* **Document segment**
The best cord would be a very fine stranded cord. It is more resistant to continuous bending It may not be found in all stores. Especially in shops selling electrical accessories, you should find these.
The cords I used were intended for 230 volt installations (mains voltage in Finland), but work well for 12 volt installations. If you can't find this very fine-stranded cord, even a regular fine-stranded cord will work. You can spray a little Teflon oil into the box where the cords move. It reduces friction and the cords move better. I made the wire connections by tinning. Joints where the cords do not move much. Some do not recommend connecting wires to the car by tin jointing. Because if the wires are constantly bent, it may break at the connection point. That is, from the point where tinning ends. When the joints are in places where there is little continuous movement of the wires, no problems should arise. It is advisable to stiffen the joint point with longer shrink tube than tin joint. The shrink tubing should be about 5 mm longer than the tin joint at both ends. Use a shrink tubing with glue inside. It protects the joint from moisture and strengthens the cable joint at the point where tinning ends. Good luck for your job.

- Jussi


----------



## Juho (May 26, 2021)

Jussi12 said:


> Hi Juho,
> The thicknesses of the cords do not have to be exactly the same thickness as the original ones. But no thinner than the original cords thinner should be used, almost at all. See how thick the copper wires are under the insulation and select the cores based on it. The wires I used were 0,5mm², 0.75mm², 1.5mm² and 2.5mm². I don't remember if there were even thicker wires, but the next thickness is 4.0 mm². I don’t remember using such a thick wire, and I don’t see a need for it. Replace one wire at a time to avoid false connections.
> The best cord would be a very fine stranded cord. It is more resistant to continuous bending It may not be found in all stores. Especially in shops selling electrical accessories, you should find these.
> The cords I used were intended for 230 volt installations (mains voltage in Finland), but work well for 12 volt installations. If you can't find this very fine-stranded cord, even a regular fine-stranded cord will work. You can spray a little Teflon oil into the box where the cords move. It reduces friction and the cords move better. I made the wire connections by tinning. Joints where the cords do not move much. Some do not recommend connecting wires to the car by tin jointing. Because if the wires are constantly bent, it may break at the connection point. That is, from the point where tinning ends. When the joints are in places where there is little continuous movement of the wires, no problems should arise. It is advisable to stiffen the joint point with longer shrink tube than tin joint. The shrink tubing should be about 5 mm longer than the tin joint at both ends. Use a shrink tubing with glue inside. It protects the joint from moisture and strengthens the cable joint at the point where tinning ends. Good luck for your job.
> ...


Thanks for the details Jussi! I've been trying to source some healthy wires from other VW's wiring looms but haven't had luck yet. This mainly just because I've been afraid of the sizes and the overall fit back into the plastic case and having room to move around.. But after your instructions I'm feeling much more confident in using more "mainstream" cords, I'll have a look into the cords used in 230 volt installations first


----------



## Jussi12 (Nov 30, 2007)

* **What to do**
(1) Answer these questions about the forum thread on replacing car wiring cords above.
(a) About how much longer than the tin joint should the shrink tubing be at each end?
(b) Which wire thickness comes after 2.5 mm²?
(c) From where has Juho been trying to source healthy wires?
(2) Extend the forum thread on replacing car wiring cords, picking up after its final line.

Object point labels:

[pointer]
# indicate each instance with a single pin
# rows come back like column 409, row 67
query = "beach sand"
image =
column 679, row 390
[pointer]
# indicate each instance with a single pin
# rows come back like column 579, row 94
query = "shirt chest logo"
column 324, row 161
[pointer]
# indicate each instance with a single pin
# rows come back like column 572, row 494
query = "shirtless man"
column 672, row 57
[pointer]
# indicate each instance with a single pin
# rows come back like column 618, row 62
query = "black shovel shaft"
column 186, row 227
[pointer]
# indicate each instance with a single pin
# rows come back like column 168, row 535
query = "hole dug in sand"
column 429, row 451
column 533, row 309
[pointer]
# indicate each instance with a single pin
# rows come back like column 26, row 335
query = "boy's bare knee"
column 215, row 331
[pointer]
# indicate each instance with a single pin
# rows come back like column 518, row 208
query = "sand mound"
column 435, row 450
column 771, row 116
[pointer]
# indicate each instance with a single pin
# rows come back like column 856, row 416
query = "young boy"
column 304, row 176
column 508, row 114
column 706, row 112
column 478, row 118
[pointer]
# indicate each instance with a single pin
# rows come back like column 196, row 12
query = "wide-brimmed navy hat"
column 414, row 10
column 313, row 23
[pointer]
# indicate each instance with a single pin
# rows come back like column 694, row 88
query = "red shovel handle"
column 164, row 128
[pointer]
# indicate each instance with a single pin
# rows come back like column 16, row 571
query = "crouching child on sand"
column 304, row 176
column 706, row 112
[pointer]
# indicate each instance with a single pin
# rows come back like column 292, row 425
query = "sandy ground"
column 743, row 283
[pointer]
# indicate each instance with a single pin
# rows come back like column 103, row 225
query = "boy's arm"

* **Responses to the exercise**
(1)
(a) About 5 mm.
(b) 4.0 mm².
(c) From other VW's wiring looms.

(2)
Juho said:


> Thanks for the details Jussi! I've been trying to source some healthy wires from other VW's wiring looms but haven't had luck yet. This mainly just because I've been afraid of the sizes and the overall fit back into the plastic case and having room to move around.. But after your instructions I'm feeling much more confident in using more "mainstream" cords, I'll have a look into the cords used in 230 volt installations first


Nice if my details are helpful, here are a few more tips  
I do not recommend taking wires from old car wiring harnesses because plastic insulation can harden with age. The insulation of the wires breaks easily when they are bending repeatedly. Wires with silicone insulation with a very fine-stranded wire are the most resistant to bending. Still, I would not use silicone insulated wires. Silicon is highly resistant to heat and bending, but is otherwise weaker to other mechanical stress. Well, maybe my worries are futile. Thicker wires than the original should not be used. That plastic box is really cramped. The wires should be placed in the tightest possible bundle and so that they are all in direct line with each other before placing them in a plastic box. A good selection of 230 V cables is available. They are easy to find a suitable cord. One option is to purchase a multipole cable. For example, 12x0.75mm² cable. The wires can then be disconnected from the cable.
- Jussi


----------



## 53PL-50AAA-VW611BAN (Feb 10, 2015)

Jussi12 said:


> I found brand new suitable piston rings. The dimensions match perfectly. They are from the BMW engine.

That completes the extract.